• [What to produce]
Rewrite all of the records below, swapping each "indicate" for "mark" and keeping everything else unchanged.

···

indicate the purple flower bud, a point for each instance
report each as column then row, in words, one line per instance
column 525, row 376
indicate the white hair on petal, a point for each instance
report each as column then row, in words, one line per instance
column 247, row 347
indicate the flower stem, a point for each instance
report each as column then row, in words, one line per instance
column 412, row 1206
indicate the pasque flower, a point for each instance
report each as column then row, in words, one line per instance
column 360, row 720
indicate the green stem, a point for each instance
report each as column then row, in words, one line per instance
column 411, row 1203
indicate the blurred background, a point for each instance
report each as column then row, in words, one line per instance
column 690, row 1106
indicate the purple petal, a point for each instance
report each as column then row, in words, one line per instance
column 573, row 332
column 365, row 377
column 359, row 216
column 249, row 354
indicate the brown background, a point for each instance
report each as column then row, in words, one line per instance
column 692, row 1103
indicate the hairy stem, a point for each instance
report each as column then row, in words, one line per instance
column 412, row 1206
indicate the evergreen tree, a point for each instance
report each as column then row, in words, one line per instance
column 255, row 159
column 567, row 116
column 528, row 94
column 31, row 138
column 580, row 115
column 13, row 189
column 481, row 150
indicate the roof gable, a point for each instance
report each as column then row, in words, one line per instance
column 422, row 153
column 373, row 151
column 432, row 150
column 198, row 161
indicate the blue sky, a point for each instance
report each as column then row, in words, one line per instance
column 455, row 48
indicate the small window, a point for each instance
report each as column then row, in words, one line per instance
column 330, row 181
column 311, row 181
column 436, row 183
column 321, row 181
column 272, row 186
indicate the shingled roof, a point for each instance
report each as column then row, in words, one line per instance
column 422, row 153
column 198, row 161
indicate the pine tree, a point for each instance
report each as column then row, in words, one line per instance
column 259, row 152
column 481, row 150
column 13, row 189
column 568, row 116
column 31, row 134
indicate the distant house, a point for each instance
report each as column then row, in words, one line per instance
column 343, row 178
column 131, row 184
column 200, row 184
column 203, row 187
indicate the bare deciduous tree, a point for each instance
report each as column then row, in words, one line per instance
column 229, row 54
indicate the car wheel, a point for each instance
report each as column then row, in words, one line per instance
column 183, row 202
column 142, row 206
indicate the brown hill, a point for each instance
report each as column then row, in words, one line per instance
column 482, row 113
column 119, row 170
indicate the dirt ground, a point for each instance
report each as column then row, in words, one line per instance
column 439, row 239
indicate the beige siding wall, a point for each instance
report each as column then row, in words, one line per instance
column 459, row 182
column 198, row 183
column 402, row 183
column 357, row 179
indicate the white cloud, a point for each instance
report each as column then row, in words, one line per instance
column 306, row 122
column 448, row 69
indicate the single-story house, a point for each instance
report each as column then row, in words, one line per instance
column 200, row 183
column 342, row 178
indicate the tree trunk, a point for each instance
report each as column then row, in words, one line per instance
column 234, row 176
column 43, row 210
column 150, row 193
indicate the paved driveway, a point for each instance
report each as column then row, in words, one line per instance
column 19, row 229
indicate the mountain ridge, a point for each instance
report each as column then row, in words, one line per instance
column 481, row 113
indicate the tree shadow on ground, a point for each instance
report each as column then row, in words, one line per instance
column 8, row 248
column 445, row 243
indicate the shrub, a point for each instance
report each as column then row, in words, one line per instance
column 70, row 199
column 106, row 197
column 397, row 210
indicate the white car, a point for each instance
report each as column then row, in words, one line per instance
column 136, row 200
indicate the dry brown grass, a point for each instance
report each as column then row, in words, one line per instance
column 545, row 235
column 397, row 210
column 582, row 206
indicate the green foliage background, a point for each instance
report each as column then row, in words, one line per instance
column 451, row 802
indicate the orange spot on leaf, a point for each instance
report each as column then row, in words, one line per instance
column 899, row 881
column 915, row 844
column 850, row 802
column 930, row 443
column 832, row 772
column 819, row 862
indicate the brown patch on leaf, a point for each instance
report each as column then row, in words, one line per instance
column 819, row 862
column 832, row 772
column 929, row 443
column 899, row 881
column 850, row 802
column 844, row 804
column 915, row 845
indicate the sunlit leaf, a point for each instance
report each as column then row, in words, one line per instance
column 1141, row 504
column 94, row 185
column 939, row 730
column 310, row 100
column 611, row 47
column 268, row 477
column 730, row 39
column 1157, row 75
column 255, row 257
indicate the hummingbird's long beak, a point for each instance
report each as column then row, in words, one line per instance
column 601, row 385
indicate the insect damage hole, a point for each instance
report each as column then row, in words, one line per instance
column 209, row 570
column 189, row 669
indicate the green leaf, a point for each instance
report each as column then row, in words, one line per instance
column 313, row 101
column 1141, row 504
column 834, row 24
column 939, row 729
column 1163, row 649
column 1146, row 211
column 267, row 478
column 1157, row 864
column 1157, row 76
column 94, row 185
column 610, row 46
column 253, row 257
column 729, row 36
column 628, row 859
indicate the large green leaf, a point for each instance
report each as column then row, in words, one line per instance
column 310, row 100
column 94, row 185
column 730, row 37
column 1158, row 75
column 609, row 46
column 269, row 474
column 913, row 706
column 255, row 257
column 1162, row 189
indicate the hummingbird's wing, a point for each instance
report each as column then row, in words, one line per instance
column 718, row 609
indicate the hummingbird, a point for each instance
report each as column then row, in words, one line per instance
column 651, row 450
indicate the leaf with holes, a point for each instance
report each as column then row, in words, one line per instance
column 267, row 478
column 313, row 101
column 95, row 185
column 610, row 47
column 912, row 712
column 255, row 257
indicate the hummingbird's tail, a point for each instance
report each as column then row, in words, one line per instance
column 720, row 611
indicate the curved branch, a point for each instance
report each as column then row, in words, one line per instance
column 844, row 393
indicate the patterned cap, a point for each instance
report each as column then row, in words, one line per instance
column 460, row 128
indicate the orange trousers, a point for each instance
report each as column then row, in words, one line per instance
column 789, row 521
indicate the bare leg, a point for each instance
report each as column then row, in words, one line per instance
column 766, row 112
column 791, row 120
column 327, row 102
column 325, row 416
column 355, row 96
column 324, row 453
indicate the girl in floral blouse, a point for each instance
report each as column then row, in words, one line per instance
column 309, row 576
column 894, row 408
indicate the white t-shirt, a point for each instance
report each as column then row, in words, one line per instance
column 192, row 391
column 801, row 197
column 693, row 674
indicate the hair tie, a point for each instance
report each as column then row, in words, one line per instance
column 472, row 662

···

• [Solved exercise]
mark the purple flower bud, a point for each instance
report each as column then row, in words, one line per instance
column 525, row 376
mark the white hair on petal, a point for each instance
report each as column then row, in words, one line per instance
column 247, row 347
mark the flower stem, a point for each instance
report each as column then row, in words, one line per instance
column 412, row 1206
mark the pasque flower, a point for each instance
report each as column then row, in words, one line per instance
column 360, row 720
mark the green stem, a point for each instance
report each as column then row, in words, one line per instance
column 411, row 1203
mark the blurred background, a point for each instance
report each as column then row, in words, one line per instance
column 690, row 1106
mark the purple petal, a point for each instance
report each as column then row, in words, one line per instance
column 573, row 332
column 365, row 377
column 359, row 216
column 249, row 354
mark the brown background, a point for each instance
report each as column then row, in words, one line per instance
column 692, row 1103
mark the hairy stem, a point for each instance
report each as column then row, in words, one line per instance
column 412, row 1206
mark the evergreen tree, a point for each instance
report each as column then row, in words, one line per instance
column 255, row 159
column 567, row 116
column 528, row 94
column 31, row 138
column 580, row 115
column 13, row 189
column 481, row 150
mark the roof gable, a point for each instance
report each as column then row, in words, one line per instance
column 422, row 153
column 373, row 151
column 432, row 150
column 198, row 161
mark the blue sky, a point for each instance
report each as column then row, in words, one line per instance
column 455, row 48
mark the small window, a point for each instance
report each as column then row, in words, one line per instance
column 330, row 181
column 311, row 181
column 436, row 183
column 321, row 181
column 272, row 186
mark the shingled roof, a point for each instance
report each as column then row, in words, one line per instance
column 422, row 153
column 198, row 161
mark the pine tree, a point for each instance
report each as column then row, in words, one line per instance
column 259, row 152
column 481, row 150
column 13, row 189
column 568, row 116
column 31, row 134
mark the distant house, a point for each instance
report each as column then row, in words, one line per instance
column 343, row 178
column 131, row 184
column 200, row 184
column 203, row 187
mark the bare deciduous tree, a point for each instance
report each as column then row, in words, one line per instance
column 229, row 54
mark the car wheel, a point for each instance
report each as column then row, in words, one line per instance
column 183, row 202
column 142, row 206
mark the brown hill, a point for each instance
report each as column then row, in words, one line per instance
column 482, row 113
column 119, row 170
mark the dirt ground, a point for each instance
report each as column then row, in words, one line per instance
column 439, row 239
mark the beige siding wall, a point for each instance
report each as column then row, in words, one line per instance
column 459, row 182
column 198, row 183
column 402, row 183
column 357, row 179
mark the white cloud, a point for each instance
report each as column then row, in words, one line per instance
column 306, row 122
column 448, row 69
mark the single-story house, a point for each instance
report each as column then row, in words, one line per instance
column 200, row 183
column 342, row 178
mark the tree trunk, a point for each instance
report each as column then row, in words, one line per instance
column 234, row 176
column 43, row 210
column 150, row 193
mark the paved driveway, a point for each instance
report each as column then row, in words, one line per instance
column 19, row 229
mark the mountain ridge, a point for each instance
report each as column then row, in words, one line per instance
column 481, row 113
mark the tree shadow on ground, a point for each instance
report each as column then row, in words, one line per instance
column 8, row 248
column 445, row 243
mark the shrub, a point for each instance
report each as column then row, in words, one line per instance
column 70, row 199
column 106, row 197
column 397, row 210
mark the white car, a point for each instance
report each as column then row, in words, one line per instance
column 136, row 200
mark the dry brown grass, a point for each instance
report each as column then row, in words, one line per instance
column 545, row 235
column 397, row 210
column 582, row 206
mark the green foliage background, a point for each instance
report each as column then row, in words, one line per instance
column 451, row 802
mark the orange spot on leaf, a point for each instance
report each as column then row, in words, one line per instance
column 899, row 881
column 915, row 844
column 850, row 802
column 930, row 443
column 832, row 772
column 819, row 862
mark the brown patch on leaf, a point for each instance
report each as column then row, in words, one line per instance
column 819, row 862
column 832, row 772
column 929, row 443
column 899, row 881
column 850, row 802
column 844, row 804
column 915, row 845
mark the sunlit leaf, a point for each instance
report each as column then row, in words, one line per instance
column 1141, row 504
column 94, row 185
column 939, row 730
column 310, row 100
column 611, row 47
column 268, row 477
column 730, row 39
column 1157, row 75
column 255, row 257
mark the hummingbird's long beak, a point for each instance
report each as column then row, in words, one line per instance
column 601, row 385
mark the insect damage hole, a point for each instance
report each as column then row, in words, one line per instance
column 209, row 570
column 189, row 669
mark the green leaf, a point for each instance
report each as column then row, in words, one line per instance
column 313, row 101
column 1141, row 504
column 834, row 24
column 939, row 729
column 1163, row 649
column 1146, row 211
column 267, row 478
column 1157, row 864
column 1157, row 76
column 94, row 185
column 610, row 46
column 253, row 257
column 729, row 36
column 628, row 859
mark the large green leaf, a point for each instance
report each as column then row, in words, one line per instance
column 310, row 100
column 94, row 185
column 730, row 37
column 1158, row 75
column 609, row 46
column 269, row 474
column 913, row 706
column 255, row 257
column 1162, row 189
mark the hummingbird's wing, a point for each instance
report each as column then row, in words, one line per instance
column 718, row 609
mark the hummingbird, a point for each instance
report each as column then row, in words, one line per instance
column 651, row 450
mark the leaf with holes, a point for each instance
report each as column then row, in words, one line per instance
column 267, row 478
column 313, row 101
column 95, row 185
column 610, row 47
column 912, row 712
column 255, row 257
mark the hummingbird's tail, a point for each instance
report each as column then row, in words, one line per instance
column 720, row 611
mark the curved branch, a point for each instance
report each as column then row, in words, one line per instance
column 844, row 393
mark the patterned cap, a point for each instance
report each as column then row, in words, one line per instance
column 460, row 128
mark the orange trousers, a point for each instance
report each as column then row, in words, one line per instance
column 789, row 521
mark the bare leg, a point for each instance
report each as column then row, in words, one line per instance
column 766, row 112
column 791, row 120
column 327, row 102
column 325, row 416
column 355, row 96
column 324, row 453
mark the girl in floral blouse, a point for each instance
report each as column then row, in words, one line per instance
column 309, row 576
column 894, row 408
mark the white t-shirt, a point for each instance
report each as column then row, in words, one line per instance
column 192, row 391
column 801, row 197
column 693, row 674
mark the hair tie, a point for each instance
report each as column then row, in words, one line per instance
column 472, row 662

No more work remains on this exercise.